[Text passage]
# # # # #
Medical History

The eds.history pipeline uses a simple rule-based algorithm to detect spans that describe medical history rather than the diagnostic of a given visit.

The mere definition of a medical history is not straightforward. Hence, this component only tags entities that are explicitly described as part of the medical history, e.g., preceded by a synonym of "medical history".

This component may also use the output of:

the eds.sections component In that case, the entire antécédent section is tagged as a medical history.

Sections

Be careful, the eds.sections component may oversize the antécédents section. Indeed, it detects section titles and tags the entire text between a title and the next as a section. Hence, should a section title goes undetected after the antécédents title, some parts of the document will erroneously be tagged as a medical history.

To curb that possibility, using the output of the eds.sections component is deactivated by default.

the eds.dates component. In that case, it will take the dates into account to tag extracted entities as a medical history or not.

Dates

To take the most of the eds.dates component, you may add the note_datetime context (cf. [Adding context][using-eds-nlps-helper-functions]). It allows the component to compute the duration of absolute dates (e.g., le 28 août 2022/August 28, 2022). The birth_datetime context allows the component to exclude the birthdate from the extracted dates.

Examples

The following snippet matches a simple terminology, and checks whether the extracted entities are history or not. It is complete and can be run as is.

import edsnlp, edsnlp.pipes as eds

nlp = edsnlp.blank("eds")
nlp.add_pipe(eds.sentences())
nlp.add_pipe(eds.normalizer())
nlp.add_pipe(eds.sections())
nlp.add_pipe(eds.dates())
nlp.add_pipe(eds.matcher(terms=dict(douleur="douleur", malaise="malaises")))
nlp.add_pipe(
    eds.history(
        use_sections=True,
        use_dates=True,
    ),
)
# # # # #
[Supplied entries]
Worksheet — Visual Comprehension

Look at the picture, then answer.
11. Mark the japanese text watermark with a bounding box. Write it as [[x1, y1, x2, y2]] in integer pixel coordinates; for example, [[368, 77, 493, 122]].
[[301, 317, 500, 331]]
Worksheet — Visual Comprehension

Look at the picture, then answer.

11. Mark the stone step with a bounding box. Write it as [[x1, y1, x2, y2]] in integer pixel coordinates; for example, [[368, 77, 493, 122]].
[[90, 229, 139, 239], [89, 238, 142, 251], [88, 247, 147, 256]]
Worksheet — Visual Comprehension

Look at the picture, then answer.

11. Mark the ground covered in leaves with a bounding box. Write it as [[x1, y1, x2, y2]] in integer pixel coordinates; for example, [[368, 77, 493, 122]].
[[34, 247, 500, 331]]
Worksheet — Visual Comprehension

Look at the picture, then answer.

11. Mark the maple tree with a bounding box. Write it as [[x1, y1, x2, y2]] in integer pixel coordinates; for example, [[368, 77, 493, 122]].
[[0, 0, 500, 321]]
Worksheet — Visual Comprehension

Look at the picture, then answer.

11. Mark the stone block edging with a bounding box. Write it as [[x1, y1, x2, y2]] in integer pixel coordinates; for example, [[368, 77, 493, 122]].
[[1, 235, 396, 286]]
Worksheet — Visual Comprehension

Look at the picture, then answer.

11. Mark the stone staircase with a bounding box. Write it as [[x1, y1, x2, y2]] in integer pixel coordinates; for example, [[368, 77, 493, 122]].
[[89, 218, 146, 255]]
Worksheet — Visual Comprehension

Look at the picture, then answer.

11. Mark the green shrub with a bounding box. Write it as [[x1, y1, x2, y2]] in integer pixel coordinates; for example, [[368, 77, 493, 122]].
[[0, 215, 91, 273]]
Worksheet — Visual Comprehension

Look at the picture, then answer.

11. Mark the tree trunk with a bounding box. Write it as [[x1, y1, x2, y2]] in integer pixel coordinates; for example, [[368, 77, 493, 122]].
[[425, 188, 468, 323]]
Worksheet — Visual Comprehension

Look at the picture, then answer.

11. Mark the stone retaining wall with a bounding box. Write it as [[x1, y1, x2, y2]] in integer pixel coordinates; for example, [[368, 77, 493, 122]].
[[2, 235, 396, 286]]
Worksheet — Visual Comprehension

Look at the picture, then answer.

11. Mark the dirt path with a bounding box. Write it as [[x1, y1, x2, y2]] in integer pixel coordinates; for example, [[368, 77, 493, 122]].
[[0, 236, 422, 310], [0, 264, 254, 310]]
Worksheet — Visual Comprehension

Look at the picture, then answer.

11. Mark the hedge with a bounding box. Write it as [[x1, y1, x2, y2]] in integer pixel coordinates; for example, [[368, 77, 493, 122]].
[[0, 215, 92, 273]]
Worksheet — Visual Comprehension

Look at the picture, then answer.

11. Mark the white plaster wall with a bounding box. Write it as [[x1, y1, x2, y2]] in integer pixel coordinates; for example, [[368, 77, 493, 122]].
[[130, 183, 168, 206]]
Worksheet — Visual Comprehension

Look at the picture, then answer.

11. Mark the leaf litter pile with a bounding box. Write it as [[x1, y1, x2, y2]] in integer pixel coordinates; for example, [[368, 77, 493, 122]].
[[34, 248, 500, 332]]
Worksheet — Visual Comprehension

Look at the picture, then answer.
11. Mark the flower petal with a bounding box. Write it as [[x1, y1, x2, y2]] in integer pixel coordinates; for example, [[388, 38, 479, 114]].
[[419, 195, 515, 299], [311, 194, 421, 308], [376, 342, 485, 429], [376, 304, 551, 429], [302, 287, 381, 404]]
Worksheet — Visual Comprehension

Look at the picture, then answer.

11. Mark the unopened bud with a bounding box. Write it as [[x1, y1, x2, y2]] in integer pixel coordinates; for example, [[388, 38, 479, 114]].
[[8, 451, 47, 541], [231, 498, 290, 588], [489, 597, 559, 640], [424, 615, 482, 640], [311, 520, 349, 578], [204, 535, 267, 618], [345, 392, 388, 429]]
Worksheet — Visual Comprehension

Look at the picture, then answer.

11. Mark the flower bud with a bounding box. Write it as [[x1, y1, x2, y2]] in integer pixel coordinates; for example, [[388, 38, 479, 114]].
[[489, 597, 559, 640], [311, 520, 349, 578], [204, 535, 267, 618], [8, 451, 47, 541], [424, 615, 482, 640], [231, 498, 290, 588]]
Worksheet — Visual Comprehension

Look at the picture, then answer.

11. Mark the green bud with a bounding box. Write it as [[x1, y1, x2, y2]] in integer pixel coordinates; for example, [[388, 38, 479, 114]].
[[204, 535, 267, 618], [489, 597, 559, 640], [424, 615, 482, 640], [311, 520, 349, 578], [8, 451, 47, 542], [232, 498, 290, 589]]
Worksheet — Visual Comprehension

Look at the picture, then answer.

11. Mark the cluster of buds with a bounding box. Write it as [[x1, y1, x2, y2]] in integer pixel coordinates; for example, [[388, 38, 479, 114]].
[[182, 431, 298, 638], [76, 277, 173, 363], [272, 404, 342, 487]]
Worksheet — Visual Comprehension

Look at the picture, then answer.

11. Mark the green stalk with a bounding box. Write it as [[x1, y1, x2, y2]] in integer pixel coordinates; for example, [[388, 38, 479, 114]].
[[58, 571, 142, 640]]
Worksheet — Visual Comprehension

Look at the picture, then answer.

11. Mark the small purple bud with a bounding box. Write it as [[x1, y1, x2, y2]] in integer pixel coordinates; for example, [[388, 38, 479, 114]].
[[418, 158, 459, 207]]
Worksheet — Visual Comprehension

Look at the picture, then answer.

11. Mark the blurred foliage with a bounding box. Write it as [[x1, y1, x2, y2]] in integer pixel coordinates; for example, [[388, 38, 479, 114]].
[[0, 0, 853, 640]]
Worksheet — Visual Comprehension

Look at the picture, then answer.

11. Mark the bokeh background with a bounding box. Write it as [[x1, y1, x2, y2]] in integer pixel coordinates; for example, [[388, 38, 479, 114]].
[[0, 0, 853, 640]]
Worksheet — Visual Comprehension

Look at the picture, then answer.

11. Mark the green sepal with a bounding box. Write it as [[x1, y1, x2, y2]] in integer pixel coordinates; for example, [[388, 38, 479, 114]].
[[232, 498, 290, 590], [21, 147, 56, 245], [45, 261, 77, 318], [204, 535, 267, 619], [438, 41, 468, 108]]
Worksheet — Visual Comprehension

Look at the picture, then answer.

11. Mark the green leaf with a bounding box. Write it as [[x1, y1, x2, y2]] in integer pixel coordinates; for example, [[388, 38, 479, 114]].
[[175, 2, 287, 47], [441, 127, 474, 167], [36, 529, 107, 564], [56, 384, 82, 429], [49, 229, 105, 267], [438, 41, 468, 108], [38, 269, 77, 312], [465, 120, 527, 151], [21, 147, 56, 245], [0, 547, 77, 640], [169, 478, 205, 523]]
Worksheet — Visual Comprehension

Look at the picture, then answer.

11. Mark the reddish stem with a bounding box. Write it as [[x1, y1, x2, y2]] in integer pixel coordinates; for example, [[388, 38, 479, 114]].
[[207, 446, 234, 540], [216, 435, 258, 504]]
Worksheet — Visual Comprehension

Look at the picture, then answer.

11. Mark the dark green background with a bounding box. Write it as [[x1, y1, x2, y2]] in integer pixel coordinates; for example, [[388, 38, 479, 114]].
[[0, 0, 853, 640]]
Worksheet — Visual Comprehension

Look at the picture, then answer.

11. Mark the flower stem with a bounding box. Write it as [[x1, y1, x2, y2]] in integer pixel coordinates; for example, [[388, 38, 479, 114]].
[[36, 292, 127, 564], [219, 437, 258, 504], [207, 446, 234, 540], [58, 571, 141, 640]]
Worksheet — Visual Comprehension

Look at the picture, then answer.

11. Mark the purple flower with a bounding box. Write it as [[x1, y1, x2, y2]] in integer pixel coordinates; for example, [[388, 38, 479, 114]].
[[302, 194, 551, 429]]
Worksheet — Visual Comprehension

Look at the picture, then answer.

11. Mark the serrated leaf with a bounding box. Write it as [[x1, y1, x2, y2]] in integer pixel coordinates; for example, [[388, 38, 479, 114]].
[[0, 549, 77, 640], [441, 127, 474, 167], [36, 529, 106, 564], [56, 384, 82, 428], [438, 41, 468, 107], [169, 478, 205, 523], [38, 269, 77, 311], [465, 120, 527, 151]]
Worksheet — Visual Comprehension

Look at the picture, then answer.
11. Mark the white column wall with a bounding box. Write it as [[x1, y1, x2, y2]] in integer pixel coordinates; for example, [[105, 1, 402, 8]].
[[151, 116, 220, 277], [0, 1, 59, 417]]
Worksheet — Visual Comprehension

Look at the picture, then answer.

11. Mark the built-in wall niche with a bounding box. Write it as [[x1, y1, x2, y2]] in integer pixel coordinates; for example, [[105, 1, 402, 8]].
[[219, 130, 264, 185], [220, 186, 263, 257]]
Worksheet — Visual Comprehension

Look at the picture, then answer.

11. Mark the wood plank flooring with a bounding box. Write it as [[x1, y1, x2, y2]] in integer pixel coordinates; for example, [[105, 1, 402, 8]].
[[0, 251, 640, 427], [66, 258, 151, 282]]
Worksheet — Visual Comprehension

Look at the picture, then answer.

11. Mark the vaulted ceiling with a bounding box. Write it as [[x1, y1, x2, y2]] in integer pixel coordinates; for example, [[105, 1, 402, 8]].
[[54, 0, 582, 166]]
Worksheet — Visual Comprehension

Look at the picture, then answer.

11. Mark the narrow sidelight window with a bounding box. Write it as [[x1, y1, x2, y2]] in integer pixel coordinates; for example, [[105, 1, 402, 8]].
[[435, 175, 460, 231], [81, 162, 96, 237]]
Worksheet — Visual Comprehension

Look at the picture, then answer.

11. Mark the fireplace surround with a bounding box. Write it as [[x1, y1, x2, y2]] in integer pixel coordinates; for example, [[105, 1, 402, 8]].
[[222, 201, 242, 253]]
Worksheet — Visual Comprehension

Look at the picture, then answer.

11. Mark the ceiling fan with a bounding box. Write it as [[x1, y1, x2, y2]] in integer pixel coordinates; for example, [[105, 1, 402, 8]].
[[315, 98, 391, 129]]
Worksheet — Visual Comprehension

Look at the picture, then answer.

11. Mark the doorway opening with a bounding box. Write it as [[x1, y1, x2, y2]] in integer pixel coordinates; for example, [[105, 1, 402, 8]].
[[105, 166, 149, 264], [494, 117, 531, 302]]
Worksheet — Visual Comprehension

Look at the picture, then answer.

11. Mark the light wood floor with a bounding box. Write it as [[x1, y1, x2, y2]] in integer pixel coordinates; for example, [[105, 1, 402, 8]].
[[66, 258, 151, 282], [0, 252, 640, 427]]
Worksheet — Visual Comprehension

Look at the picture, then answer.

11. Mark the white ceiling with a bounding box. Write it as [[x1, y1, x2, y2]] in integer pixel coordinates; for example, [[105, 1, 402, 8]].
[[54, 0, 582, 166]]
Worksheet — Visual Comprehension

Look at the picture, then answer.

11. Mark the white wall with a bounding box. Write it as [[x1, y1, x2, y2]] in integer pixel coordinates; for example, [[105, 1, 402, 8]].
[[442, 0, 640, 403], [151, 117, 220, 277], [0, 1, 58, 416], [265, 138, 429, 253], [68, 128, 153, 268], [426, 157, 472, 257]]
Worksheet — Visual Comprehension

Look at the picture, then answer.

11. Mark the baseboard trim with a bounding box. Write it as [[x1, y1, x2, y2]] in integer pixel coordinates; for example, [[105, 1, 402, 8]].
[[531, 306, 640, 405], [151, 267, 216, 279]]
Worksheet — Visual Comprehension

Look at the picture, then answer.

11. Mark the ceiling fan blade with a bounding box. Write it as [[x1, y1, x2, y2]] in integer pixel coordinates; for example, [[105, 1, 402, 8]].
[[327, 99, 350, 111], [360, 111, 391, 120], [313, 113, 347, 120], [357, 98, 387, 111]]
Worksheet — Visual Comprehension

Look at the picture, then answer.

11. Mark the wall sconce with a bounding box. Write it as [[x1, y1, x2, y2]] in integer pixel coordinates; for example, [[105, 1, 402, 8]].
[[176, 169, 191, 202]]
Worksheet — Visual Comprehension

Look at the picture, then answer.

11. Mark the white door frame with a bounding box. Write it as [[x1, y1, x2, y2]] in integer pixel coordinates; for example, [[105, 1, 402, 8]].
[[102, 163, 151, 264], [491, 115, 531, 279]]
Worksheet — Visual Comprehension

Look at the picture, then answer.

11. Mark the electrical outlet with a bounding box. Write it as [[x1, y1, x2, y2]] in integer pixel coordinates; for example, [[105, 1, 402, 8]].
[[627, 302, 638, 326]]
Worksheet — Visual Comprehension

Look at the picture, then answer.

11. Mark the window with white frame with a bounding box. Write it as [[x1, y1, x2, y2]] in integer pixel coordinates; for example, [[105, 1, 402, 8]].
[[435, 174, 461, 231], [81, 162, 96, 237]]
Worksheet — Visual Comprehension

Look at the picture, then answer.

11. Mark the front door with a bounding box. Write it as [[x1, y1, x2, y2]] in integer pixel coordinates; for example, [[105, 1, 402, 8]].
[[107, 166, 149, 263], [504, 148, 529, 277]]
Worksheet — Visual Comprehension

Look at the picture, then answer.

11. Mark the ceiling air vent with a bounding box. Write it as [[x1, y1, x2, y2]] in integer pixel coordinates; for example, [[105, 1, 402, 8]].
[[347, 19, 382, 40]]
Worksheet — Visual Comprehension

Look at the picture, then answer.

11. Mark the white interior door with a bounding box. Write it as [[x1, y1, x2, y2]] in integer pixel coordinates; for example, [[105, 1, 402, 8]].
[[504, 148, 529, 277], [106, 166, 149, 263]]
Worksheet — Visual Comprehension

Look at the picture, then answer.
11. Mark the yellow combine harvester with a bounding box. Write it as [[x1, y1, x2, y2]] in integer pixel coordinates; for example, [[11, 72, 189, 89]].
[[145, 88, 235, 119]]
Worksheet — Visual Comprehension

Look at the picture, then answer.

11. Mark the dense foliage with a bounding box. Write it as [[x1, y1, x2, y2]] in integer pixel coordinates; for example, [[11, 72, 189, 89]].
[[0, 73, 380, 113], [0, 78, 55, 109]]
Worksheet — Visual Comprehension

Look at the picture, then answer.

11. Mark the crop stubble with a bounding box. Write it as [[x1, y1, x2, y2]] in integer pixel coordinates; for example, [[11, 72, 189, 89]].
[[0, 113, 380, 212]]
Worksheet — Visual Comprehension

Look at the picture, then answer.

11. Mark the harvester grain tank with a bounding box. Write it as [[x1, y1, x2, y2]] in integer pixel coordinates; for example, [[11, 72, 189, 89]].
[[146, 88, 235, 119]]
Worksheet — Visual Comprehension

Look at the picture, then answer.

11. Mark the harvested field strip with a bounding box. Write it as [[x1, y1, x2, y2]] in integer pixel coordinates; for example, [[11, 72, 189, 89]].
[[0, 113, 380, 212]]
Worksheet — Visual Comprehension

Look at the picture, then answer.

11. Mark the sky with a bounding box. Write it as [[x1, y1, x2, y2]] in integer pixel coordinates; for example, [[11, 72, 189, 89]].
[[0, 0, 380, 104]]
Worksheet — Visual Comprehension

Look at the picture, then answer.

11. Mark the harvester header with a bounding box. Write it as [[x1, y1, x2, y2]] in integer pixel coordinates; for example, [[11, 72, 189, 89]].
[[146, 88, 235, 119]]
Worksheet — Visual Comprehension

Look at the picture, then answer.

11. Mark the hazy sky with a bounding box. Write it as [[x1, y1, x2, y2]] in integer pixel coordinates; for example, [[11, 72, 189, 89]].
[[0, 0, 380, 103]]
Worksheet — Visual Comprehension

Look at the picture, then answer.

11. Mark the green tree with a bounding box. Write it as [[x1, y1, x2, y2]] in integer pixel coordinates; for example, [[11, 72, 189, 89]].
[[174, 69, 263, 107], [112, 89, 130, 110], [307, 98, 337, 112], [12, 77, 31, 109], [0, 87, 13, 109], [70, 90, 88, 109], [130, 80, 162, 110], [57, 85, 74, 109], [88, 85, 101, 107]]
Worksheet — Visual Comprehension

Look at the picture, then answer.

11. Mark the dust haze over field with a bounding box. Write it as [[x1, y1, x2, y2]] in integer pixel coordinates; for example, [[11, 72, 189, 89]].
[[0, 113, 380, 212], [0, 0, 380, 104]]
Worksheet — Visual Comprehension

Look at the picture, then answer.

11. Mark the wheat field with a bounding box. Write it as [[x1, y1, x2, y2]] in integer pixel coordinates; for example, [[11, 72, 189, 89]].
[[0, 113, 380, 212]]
# # # # #
[Your tasks]
**A)** Duplicate a part of the eds.history page, from "To curb that" to "the extracted dates.".
**B)** Name every pipe that the code snippet on the eds.history page adds with nlp.add_pipe, in order.
The listing is not needed here.

[Task responses]
**A)**
To curb that possibility, using the output of the eds.sections component is deactivated by default.

the eds.dates component. In that case, it will take the dates into account to tag extracted entities as a medical history or not.

Dates

To take the most of the eds.dates component, you may add the note_datetime context (cf. [Adding context][using-eds-nlps-helper-functions]). It allows the component to compute the duration of absolute dates (e.g., le 28 août 2022/August 28, 2022). The birth_datetime context allows the component to exclude the birthdate from the extracted dates.

**B)**
eds.sentences
eds.normalizer
eds.sections
eds.dates
eds.matcher
eds.history